▶ **What this task involves**
Copy out the part of the listing that begins with the line containing "Reviewer note: check that each instance of the rope" and runs through the end of the listing, keeping every line and shifting each x and y coordinate in the answers up by 42.

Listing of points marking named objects
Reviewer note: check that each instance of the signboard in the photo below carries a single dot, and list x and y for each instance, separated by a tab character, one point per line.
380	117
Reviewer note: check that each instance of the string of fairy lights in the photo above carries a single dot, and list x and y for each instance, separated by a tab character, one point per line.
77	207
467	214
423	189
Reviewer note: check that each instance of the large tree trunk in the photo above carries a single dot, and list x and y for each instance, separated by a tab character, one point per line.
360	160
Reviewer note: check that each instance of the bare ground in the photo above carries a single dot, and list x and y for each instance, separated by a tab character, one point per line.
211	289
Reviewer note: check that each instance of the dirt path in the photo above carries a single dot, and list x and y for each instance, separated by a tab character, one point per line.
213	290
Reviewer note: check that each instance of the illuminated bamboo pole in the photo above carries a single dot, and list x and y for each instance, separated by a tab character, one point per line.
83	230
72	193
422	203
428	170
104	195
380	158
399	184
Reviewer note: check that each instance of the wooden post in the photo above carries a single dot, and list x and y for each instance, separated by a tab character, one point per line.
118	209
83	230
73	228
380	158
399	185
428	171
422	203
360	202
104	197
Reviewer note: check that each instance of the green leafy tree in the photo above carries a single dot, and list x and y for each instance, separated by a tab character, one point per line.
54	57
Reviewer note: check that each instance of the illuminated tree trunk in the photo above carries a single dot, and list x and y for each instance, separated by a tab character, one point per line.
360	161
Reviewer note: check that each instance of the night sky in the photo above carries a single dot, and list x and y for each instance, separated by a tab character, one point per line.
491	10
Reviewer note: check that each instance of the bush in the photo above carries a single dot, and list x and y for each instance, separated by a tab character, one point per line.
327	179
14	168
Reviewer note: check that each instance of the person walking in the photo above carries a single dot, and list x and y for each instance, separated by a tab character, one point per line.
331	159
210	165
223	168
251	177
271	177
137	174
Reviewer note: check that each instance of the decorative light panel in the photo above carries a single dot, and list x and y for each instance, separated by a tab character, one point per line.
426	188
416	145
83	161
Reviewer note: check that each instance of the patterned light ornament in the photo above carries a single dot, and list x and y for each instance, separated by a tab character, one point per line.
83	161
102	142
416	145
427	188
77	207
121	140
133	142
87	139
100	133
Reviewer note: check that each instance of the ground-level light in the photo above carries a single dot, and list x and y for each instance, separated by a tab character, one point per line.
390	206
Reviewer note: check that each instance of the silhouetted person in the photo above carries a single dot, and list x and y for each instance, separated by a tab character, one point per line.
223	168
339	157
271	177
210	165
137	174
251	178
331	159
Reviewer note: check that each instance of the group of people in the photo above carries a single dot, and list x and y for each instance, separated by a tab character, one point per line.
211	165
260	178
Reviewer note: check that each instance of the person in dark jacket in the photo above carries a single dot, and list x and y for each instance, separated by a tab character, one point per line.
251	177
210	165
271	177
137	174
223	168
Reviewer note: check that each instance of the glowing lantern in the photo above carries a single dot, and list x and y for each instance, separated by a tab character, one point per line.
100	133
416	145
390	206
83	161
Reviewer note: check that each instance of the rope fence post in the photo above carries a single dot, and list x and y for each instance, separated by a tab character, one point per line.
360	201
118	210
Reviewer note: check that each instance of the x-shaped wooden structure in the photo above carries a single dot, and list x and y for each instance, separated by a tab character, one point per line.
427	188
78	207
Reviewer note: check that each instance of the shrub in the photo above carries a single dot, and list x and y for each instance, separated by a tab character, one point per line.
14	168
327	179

▶ **Result of this exercise**
Reviewer note: check that each instance of the rope fence post in the photo above carries a single dot, and list x and y for each instance, separated by a tab character, one point per line.
402	243
160	252
Reviewer note: check that each instance of the x-shaped wooden structure in the photo above carries a single dot, and list x and y for each instance, separated by a tab character, one point per line.
469	230
120	249
Reviewer note: check that each instance of the shrub in the photo above carries a single dot, and list x and y for each instance, separated by a tab character, one point per line.
56	210
369	221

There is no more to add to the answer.